Passage provided —
--*--

Coping with grief and loss

2:34 PM

It’s been a really rough couple of days recovering from a tragedy that occurred the previous week. My mother took her own life a mere week after my baby shower, on July 12th. It was devastating to say the least. I had received an email from her only a few days before she went missing and never showed up for work. Nothing was amiss or out of the ordinary and there were no indications of what was to have happened next.

But my Mother was bipolar. All her life before being diagnosed manic depressive in 1994, after what I had thought was her first attempt at suicide, had always suffered with bouts of depression and dissatisfaction of her life. I wrote more about it on my other blog (*which I've sort of abandoned since having a baby).

Since this is my pregnancy blog, I’m gonna try and focus on the effects of this on myself as a mother to be and my growing family. I may occasionally write an open letter to my mom like I started to on my other blog. I am looking on joining a local support group and reading a couple of books, like Mothering Without a Map: The Search for the Good Mother Within and Motherless Mothers: How Mother Loss Shapes the Parents We Become. I find it very therapeutic to publicly write about this even though it is so personal, but in doing so I have already connected with 2 wonderful people who shared their own life experiences with me.

I of course was stressed and didn’t sleep much during the week of July 13th, having to take command and take care of whatever was necessary to get a proper service for my Mom and to handle whatever it was that follows after something like this, because it was the most natural thing for me to do. I was basically running on autopilot, something I had experienced before when something traumatic happens in my life. My Mom had left letters – one to each of her children, one to her husband, one to her sister, one to her mother and even one to my Dad, her ex-husband. She also had two brothers – one older and one younger and well…I’ll just leave it at that.

I suffered only two major breakdowns during the first week, like I said I was running on autopilot mode and being “strong” and mindful of others. The first time I really cried was when I saw her for the first time laid out in her casket. It was uncontrollable and exhausting. My brother was by my side and held me together. The second time was returning home and walking into the nursery room. It was all too much. Baby clothes and diapers that my Mom had given me and then the thoughts of my son never having the chance to meet her. My son would have been her first grandchild and how I regret I never said to my Mom that because of this new stage in my life, the birth of her grandson carried the hope that we would have the relationship that we had both wanted for years.

--*--

Collected data
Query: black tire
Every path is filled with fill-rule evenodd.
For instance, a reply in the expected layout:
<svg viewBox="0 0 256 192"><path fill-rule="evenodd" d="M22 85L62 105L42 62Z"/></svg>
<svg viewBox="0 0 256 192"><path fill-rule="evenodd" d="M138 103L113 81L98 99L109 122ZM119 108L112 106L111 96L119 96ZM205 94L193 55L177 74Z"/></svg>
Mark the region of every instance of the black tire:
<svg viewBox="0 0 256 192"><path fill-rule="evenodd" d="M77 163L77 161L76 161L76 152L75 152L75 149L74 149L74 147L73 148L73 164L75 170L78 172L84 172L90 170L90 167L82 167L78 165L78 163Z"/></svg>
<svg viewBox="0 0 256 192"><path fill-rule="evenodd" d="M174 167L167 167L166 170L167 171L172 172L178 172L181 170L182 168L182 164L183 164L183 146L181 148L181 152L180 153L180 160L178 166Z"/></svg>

--*--

Task requirements —
According to the post on coping with grief and loss, please state the year the writer's mother was diagnosed manic depressive.

Expected answer —
1994